▶ **WHAT IS BEING ASKED**
Omit all pictures and give the records below again exactly as written.

Records from a collection:
☆ ☆ ☆ ☆
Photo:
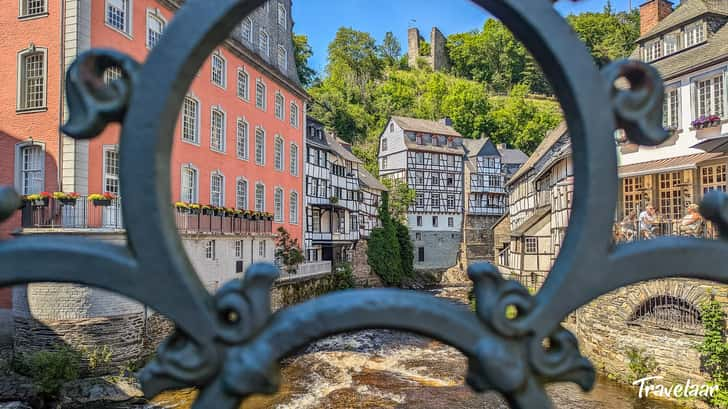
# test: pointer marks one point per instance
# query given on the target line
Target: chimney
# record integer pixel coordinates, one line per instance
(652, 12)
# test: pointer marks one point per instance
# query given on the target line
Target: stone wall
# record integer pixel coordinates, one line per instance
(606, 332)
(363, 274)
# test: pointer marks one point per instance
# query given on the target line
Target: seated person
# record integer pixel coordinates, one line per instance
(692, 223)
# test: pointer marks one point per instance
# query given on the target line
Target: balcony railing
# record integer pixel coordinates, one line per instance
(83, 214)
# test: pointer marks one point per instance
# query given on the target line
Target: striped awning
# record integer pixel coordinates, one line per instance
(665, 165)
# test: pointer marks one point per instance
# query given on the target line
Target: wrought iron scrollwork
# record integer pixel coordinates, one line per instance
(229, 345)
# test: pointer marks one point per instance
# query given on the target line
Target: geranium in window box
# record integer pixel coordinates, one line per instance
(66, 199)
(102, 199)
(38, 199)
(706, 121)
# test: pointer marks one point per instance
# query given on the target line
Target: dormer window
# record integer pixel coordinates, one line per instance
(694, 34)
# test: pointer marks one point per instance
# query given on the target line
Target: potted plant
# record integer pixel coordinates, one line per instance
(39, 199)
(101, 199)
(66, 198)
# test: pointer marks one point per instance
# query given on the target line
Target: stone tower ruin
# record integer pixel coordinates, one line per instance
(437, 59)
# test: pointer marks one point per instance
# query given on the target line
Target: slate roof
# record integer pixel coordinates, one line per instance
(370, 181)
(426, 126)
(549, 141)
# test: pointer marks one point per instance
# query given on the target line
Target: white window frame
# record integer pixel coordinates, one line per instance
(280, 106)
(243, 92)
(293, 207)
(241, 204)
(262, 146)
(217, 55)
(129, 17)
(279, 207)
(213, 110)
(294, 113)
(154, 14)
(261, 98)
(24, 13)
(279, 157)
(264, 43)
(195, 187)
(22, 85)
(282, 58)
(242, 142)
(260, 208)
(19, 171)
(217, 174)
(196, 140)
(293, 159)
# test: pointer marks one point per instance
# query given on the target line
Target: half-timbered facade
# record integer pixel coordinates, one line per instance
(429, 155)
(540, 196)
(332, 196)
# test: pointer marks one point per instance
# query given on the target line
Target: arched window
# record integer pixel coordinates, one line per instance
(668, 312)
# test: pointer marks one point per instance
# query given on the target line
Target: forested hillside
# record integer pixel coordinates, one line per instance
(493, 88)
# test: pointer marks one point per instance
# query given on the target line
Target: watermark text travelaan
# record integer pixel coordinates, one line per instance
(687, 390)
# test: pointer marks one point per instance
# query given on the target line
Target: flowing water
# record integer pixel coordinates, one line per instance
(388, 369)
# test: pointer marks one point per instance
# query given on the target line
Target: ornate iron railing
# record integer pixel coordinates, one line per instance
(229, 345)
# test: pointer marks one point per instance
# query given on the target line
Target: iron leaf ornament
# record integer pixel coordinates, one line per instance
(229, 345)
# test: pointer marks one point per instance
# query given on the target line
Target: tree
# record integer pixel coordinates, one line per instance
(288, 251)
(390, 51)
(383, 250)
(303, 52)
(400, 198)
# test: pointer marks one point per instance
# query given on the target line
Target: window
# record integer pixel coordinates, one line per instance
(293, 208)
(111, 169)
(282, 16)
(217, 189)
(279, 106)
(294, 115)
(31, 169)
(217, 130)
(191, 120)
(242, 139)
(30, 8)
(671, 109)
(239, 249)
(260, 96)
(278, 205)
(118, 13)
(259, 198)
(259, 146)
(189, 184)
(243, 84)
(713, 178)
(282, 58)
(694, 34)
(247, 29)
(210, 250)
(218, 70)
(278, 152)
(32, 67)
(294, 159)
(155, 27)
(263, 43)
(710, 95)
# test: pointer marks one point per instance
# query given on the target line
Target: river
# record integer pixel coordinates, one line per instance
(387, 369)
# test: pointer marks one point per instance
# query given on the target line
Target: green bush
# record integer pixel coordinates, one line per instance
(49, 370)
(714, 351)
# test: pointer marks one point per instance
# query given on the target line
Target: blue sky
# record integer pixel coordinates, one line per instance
☆ ☆ ☆ ☆
▶ **EXERCISE ANSWER**
Photo:
# test: pointer marks one point per instance
# query given on the target line
Target: chimney
# record integer pixel coordinates, one line per instance
(652, 12)
# test: pointer marks one point per instance
# query given on the target line
Target: stone wall
# record integer pixel coordinates, one line per instance
(606, 332)
(363, 274)
# test: pointer marks one point per instance
# query given on the target line
Target: seated person
# record integer pixel coordinates, one line per instance
(692, 223)
# test: pointer marks one point per instance
# query given on the target line
Target: balcony railing
# record integer pixel coordinates, one line per instance
(83, 214)
# test: pointer marks one point per instance
# query given on the target line
Target: striped awning
# record integer pixel coordinates, one line per instance
(665, 165)
# test: pointer marks one point per instance
# query given on the target line
Target: wrought iron scrollwork
# record integer pixel coordinates, one line per instance
(229, 345)
# test: pointer marks one point per instance
# query given on the target line
Target: geranium in window box
# record integer pixel coordinates, one line per instance
(66, 199)
(102, 199)
(38, 199)
(706, 121)
# test: pointer marks one point per instance
# query given on the target line
Target: dormer window
# record integer pixel coordinates, one line per instance
(694, 34)
# test: pointer marks one point per instance
# query given on the target line
Target: potted plant
# record integer pixel coordinates, one line per instance
(39, 199)
(101, 199)
(66, 198)
# test: pointer marks one point per instance
# query given on the target line
Target: stone tower ruin
# record integer pixel coordinates, one line per instance
(437, 59)
# test: pointer marks one point per instance
# query given on the target line
Target: slate roof
# record integer pixel coordinates, one line per instance
(370, 181)
(426, 126)
(549, 141)
# test: pointer marks one point per instance
# query given on the target line
Target: white window frame
# record integer pixel coordinates, one line per instance
(280, 106)
(243, 92)
(293, 207)
(241, 204)
(262, 146)
(217, 55)
(129, 17)
(279, 207)
(213, 110)
(294, 113)
(154, 14)
(261, 98)
(24, 13)
(279, 157)
(264, 43)
(195, 187)
(22, 85)
(282, 58)
(242, 142)
(260, 208)
(19, 171)
(217, 174)
(196, 140)
(293, 159)
# test: pointer marks one point per instance
# query given on the target line
Target: half-timbered facade
# record integer pixel coordinates, one line per instance
(429, 155)
(540, 196)
(332, 196)
# test: pointer marks one point per instance
# query given on the target line
Target: arched window
# record integer pixel coordinates, one line per instance
(668, 312)
# test: pointer marks one point per instance
# query given on the target line
Target: forested hillside
# record integer pixel coordinates, one line per instance
(493, 88)
# test: pointer marks one point per instance
# query given on the target line
Target: watermark text travelaan
# record integer pixel coordinates, one line per instance
(687, 390)
# test: pointer marks one point per instance
# query given on the target line
Target: flowing water
# record integer pixel coordinates, one line per instance
(388, 369)
# test: pointer marks one point per instance
# query given on the target line
Target: ornate iron railing
# record integer pixel coordinates, one line per instance
(229, 345)
# test: pointer marks one point per instance
# query given on the target line
Target: iron leaf ornament
# record integer pixel coordinates, one line per instance
(229, 345)
# test: pointer marks one point per instance
# query given on the target line
Target: tree
# record integer pixel coordinates, one line per instance
(288, 251)
(390, 51)
(383, 250)
(303, 52)
(400, 198)
# test: pointer marks one point per instance
# query given on the target line
Target: window
# record integer pixel coordinates, one line per instance
(293, 208)
(111, 169)
(282, 16)
(217, 189)
(279, 106)
(294, 115)
(31, 169)
(217, 130)
(191, 120)
(242, 139)
(30, 8)
(671, 109)
(239, 249)
(260, 96)
(278, 205)
(118, 13)
(259, 198)
(259, 146)
(189, 184)
(243, 84)
(713, 178)
(282, 58)
(694, 34)
(247, 29)
(210, 250)
(218, 70)
(278, 152)
(32, 67)
(294, 159)
(155, 27)
(263, 43)
(710, 95)
# test: pointer marks one point per instance
# query given on the target line
Target: river
# record integer pixel coordinates, one line per instance
(387, 369)
# test: pointer marks one point per instance
# query given on the target line
Target: green bush
# record integer pixel coordinates, one line per instance
(49, 370)
(714, 351)
# test: pointer marks one point per instance
# query given on the target line
Target: blue sky
# record integer pixel coordinates, one line per instance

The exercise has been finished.